THE DATA Block Start

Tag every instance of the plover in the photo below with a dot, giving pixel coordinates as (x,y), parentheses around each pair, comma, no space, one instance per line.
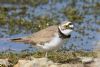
(50,38)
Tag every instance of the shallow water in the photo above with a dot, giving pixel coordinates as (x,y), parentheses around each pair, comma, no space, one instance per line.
(86,40)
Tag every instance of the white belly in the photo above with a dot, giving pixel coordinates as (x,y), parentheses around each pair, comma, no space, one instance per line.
(55,43)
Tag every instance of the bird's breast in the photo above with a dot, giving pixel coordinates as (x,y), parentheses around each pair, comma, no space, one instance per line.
(55,43)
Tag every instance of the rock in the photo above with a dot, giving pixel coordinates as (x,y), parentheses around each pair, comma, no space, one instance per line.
(4,62)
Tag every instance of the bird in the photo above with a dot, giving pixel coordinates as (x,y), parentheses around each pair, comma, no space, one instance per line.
(50,38)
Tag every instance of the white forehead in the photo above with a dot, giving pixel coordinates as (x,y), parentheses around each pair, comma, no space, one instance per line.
(66,23)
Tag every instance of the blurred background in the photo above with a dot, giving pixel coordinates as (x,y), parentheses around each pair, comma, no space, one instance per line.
(19,18)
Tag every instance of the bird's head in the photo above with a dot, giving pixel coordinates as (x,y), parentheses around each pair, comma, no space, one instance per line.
(66,28)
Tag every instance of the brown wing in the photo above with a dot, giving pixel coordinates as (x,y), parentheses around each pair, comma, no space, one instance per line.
(44,35)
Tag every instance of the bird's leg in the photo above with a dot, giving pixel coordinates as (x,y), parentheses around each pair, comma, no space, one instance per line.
(46,54)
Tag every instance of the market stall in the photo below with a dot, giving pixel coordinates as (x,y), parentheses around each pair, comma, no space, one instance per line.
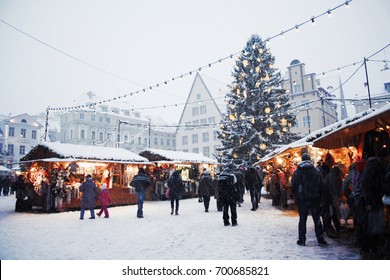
(191,166)
(68,164)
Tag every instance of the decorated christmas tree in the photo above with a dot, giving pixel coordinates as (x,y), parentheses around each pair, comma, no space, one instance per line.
(257,118)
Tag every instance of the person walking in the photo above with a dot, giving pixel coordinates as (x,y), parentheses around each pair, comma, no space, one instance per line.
(105,200)
(332,195)
(307,184)
(175,183)
(206,189)
(88,200)
(252,182)
(140,182)
(229,195)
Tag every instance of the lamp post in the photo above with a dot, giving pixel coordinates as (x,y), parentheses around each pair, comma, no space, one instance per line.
(367,83)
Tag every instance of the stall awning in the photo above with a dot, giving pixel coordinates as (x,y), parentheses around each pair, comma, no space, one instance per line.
(352,133)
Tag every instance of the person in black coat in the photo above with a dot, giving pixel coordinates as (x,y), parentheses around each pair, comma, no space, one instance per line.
(206,189)
(140,182)
(23,195)
(175,183)
(252,183)
(307,184)
(227,184)
(88,200)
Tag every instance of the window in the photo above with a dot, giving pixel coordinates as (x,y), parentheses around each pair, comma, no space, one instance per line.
(22,150)
(11,131)
(297,88)
(306,121)
(203,110)
(206,151)
(194,138)
(205,137)
(10,149)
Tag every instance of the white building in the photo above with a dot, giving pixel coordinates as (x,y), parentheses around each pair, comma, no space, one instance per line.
(113,125)
(310,102)
(18,135)
(199,122)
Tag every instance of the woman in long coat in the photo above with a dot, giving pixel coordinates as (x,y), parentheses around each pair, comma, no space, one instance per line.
(88,201)
(176,186)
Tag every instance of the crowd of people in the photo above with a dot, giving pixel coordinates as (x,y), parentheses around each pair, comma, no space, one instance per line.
(329,192)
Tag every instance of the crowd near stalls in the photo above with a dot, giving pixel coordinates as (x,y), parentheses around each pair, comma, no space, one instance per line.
(190,165)
(353,156)
(54,171)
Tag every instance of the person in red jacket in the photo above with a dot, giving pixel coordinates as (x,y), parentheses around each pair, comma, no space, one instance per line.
(105,200)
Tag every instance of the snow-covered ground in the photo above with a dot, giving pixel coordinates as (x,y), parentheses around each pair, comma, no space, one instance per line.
(193,238)
(267,234)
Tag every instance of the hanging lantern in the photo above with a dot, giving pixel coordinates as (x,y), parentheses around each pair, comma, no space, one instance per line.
(269,130)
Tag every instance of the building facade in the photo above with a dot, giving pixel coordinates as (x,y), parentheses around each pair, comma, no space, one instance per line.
(113,126)
(199,122)
(310,102)
(18,135)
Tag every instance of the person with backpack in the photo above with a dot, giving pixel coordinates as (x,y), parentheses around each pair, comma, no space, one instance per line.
(140,182)
(176,186)
(252,183)
(308,186)
(227,185)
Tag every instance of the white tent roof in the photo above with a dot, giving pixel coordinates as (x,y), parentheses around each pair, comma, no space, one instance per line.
(177,156)
(72,152)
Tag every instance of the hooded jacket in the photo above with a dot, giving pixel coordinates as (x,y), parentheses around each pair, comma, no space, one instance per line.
(307,182)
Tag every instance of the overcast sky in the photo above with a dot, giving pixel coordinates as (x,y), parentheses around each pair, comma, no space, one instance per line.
(113,48)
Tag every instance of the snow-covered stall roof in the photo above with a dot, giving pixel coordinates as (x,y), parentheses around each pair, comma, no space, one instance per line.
(352,130)
(70,152)
(175,156)
(320,134)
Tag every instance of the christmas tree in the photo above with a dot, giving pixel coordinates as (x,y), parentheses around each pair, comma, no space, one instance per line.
(257,118)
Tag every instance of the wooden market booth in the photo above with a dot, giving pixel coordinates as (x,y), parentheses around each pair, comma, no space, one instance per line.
(113,166)
(190,164)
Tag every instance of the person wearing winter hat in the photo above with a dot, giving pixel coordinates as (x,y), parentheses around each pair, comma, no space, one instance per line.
(88,200)
(105,200)
(140,182)
(307,185)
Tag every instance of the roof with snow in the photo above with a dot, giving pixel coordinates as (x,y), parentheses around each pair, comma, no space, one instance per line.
(57,150)
(175,156)
(320,138)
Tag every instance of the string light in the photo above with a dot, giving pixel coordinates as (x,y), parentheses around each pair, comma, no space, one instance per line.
(189,73)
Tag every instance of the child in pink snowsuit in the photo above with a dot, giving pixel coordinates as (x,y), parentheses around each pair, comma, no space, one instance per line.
(105,200)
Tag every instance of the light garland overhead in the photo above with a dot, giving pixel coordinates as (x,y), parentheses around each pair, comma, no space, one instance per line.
(189,73)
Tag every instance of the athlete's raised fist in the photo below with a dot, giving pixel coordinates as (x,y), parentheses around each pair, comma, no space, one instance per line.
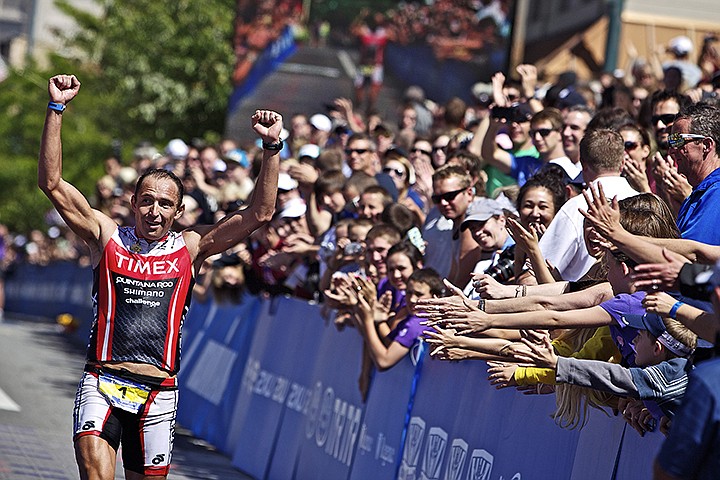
(63,88)
(268,125)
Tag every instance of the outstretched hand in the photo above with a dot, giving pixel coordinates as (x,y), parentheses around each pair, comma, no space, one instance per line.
(63,88)
(268,125)
(439,311)
(604,215)
(658,276)
(540,354)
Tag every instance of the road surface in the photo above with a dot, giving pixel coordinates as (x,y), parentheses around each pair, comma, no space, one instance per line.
(38,378)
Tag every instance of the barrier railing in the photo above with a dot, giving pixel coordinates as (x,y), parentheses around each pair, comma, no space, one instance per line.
(274,387)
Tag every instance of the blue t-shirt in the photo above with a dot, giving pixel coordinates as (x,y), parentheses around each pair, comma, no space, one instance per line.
(692,449)
(699,215)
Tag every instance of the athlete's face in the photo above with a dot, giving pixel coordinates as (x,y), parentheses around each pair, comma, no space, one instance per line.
(156,207)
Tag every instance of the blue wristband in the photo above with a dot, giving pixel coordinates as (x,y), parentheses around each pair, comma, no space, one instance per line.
(674,309)
(58,107)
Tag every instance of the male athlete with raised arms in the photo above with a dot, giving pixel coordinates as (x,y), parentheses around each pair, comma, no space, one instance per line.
(143,278)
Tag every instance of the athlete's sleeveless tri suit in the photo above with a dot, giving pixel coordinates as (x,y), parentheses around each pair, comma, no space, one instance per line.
(141,293)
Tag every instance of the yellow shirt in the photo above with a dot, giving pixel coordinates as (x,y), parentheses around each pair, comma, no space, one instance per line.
(600,347)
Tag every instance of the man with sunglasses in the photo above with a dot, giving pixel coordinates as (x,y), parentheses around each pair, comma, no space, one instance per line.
(361,156)
(453,251)
(693,145)
(546,136)
(665,105)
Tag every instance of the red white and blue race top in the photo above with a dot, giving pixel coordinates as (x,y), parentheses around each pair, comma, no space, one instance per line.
(141,293)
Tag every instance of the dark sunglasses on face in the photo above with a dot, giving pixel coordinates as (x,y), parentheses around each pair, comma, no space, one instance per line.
(447,196)
(544,132)
(679,140)
(420,150)
(630,146)
(359,151)
(667,118)
(396,171)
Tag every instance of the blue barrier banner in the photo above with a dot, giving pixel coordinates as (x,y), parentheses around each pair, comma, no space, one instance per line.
(597,447)
(50,290)
(214,370)
(637,454)
(378,447)
(265,64)
(275,381)
(461,428)
(284,453)
(334,418)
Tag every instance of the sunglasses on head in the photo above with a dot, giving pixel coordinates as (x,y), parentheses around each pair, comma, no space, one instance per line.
(420,150)
(447,196)
(396,171)
(667,118)
(544,132)
(359,151)
(679,140)
(630,146)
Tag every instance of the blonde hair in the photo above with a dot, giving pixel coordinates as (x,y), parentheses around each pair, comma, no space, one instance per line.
(573,403)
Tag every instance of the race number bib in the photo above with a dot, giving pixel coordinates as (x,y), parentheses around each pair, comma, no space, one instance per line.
(123,394)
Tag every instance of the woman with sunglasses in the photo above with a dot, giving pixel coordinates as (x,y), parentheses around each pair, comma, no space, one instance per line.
(398,167)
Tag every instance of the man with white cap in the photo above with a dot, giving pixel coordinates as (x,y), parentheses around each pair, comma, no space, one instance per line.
(680,48)
(321,128)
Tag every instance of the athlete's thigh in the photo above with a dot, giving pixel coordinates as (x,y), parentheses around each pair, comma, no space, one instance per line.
(148,441)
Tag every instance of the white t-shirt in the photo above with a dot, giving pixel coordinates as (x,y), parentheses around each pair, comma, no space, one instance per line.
(437,232)
(563,244)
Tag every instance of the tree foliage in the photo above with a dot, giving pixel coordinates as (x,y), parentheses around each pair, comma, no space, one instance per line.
(149,71)
(164,67)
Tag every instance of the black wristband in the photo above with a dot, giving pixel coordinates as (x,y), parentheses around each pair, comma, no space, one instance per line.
(273,146)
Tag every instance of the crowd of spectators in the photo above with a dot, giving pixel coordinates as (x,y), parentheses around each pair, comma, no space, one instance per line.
(569,221)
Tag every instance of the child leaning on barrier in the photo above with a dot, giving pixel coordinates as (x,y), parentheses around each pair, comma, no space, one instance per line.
(661,346)
(422,283)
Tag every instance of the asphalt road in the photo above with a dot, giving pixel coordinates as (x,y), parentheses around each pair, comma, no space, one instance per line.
(38,377)
(310,78)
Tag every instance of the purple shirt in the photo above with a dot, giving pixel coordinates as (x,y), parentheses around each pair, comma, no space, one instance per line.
(407,331)
(624,304)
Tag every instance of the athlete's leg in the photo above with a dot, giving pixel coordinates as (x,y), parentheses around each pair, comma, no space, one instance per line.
(147,438)
(96,432)
(95,458)
(139,476)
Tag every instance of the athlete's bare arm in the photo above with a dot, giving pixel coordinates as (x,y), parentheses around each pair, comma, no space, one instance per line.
(235,227)
(89,224)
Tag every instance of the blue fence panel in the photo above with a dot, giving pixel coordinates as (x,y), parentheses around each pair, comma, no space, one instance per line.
(378,448)
(48,291)
(461,427)
(334,418)
(214,371)
(637,453)
(276,375)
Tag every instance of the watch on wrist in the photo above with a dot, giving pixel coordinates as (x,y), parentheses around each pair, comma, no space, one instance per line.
(58,107)
(273,146)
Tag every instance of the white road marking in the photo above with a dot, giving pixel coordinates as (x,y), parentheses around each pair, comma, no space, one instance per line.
(329,72)
(7,403)
(347,64)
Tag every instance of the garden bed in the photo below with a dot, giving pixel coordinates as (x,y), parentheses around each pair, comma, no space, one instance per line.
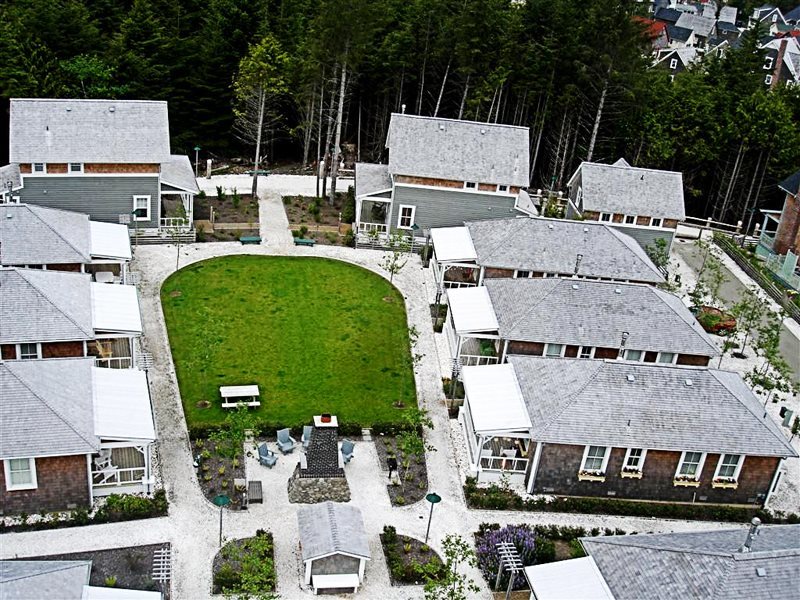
(409,560)
(412,472)
(246,567)
(128,568)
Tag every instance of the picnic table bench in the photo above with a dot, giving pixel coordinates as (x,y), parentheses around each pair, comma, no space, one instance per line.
(230,393)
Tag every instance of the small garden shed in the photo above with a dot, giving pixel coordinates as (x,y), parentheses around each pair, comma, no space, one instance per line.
(334,545)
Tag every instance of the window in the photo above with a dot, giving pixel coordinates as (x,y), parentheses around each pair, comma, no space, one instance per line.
(554,350)
(405,217)
(20,474)
(634,459)
(141,208)
(595,459)
(729,466)
(28,351)
(666,358)
(690,465)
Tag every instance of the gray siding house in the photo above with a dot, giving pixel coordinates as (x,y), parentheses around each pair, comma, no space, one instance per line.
(647,204)
(109,159)
(442,172)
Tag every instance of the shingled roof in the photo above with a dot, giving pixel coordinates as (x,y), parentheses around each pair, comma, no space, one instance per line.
(458,150)
(79,130)
(702,564)
(628,405)
(552,246)
(596,313)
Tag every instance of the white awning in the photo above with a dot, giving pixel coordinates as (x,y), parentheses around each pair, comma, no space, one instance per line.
(567,580)
(115,308)
(472,310)
(495,400)
(122,405)
(109,240)
(453,244)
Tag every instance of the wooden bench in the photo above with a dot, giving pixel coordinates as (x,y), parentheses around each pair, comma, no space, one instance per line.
(229,394)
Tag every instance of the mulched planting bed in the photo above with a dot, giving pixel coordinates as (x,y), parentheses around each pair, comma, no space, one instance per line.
(249,560)
(409,560)
(413,473)
(212,481)
(131,567)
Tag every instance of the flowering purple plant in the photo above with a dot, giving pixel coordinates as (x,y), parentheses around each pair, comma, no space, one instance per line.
(524,540)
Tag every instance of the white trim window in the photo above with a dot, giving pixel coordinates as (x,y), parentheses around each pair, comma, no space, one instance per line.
(554,350)
(729,467)
(690,466)
(595,460)
(634,460)
(20,474)
(405,216)
(28,351)
(141,203)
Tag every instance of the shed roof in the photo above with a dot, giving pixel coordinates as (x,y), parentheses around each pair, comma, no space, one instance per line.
(628,405)
(458,150)
(595,313)
(630,190)
(330,528)
(47,408)
(79,130)
(702,564)
(552,246)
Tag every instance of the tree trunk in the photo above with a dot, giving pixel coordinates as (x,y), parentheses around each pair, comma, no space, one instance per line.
(262,101)
(336,148)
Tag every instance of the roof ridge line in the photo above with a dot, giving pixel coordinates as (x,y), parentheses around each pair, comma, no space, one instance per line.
(54,305)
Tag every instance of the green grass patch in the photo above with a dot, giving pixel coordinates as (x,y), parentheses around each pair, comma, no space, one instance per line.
(316,335)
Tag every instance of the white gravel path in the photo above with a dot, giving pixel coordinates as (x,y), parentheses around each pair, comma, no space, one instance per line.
(192,525)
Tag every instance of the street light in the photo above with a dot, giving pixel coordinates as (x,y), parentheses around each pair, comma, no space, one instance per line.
(221,501)
(434,499)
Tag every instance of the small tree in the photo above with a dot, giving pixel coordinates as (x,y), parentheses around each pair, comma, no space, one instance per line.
(455,585)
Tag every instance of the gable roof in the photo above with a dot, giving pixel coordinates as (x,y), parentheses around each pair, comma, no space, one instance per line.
(595,313)
(26,579)
(629,405)
(329,528)
(45,306)
(47,408)
(631,190)
(702,564)
(458,150)
(79,130)
(552,246)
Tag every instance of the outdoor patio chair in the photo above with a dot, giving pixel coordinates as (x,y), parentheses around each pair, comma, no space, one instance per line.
(306,439)
(347,450)
(266,456)
(285,441)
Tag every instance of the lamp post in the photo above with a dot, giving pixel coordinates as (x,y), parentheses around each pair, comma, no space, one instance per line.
(222,500)
(434,499)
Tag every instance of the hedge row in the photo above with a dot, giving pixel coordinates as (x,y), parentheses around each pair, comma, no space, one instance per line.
(496,498)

THE DATA Block End

_TASK BRIEF_
Starting at the line that contains "Tag every instance of the white gravel", copy each line through the last one in the records, exactly, and output nothing else.

_RESPONSE FOR THIS EXERCISE_
Tag every instance of the white gravel path in the photo above with a dot, giving pixel coordinates as (x,y), parentheses around each pair, comma, no space, one instance per line.
(192,525)
Tag every instance of the street light in the photo above with a dot, giving pixel coordinates as (x,y), parentheses around each pair, comma, no space, one instance per line.
(221,501)
(434,499)
Tag every instance of the small tree in the photo above with a dot, giving pixel coordinates as (x,y), parentheses around each pair, comma, no space, one instance per line.
(455,585)
Tag every instance of the gable roof in the photo above with a dot, giving pixel coordinates as (x,y), parentheses around each pair, comma, no space, one instance per line.
(595,313)
(26,579)
(629,405)
(329,528)
(45,306)
(47,408)
(631,190)
(702,564)
(458,150)
(79,130)
(552,246)
Tag every instance of the outdoor patio chair in the photo above with a dot, giving pixel coordinates as (x,y), parentheses around each pair, comma, no space, one instance per line.
(306,439)
(347,450)
(266,456)
(285,441)
Tag every instance of the lamp post in the photo above with a dot, giving pixel coordinates as (x,y), parentheses around each pair, comma, no space, one instance per line.
(222,500)
(434,499)
Tag every instance of the hedge row in the photo above with a dot, giving pixel coordinates as (x,y), parentheses around each pair, comma, no space, one instance per line.
(496,498)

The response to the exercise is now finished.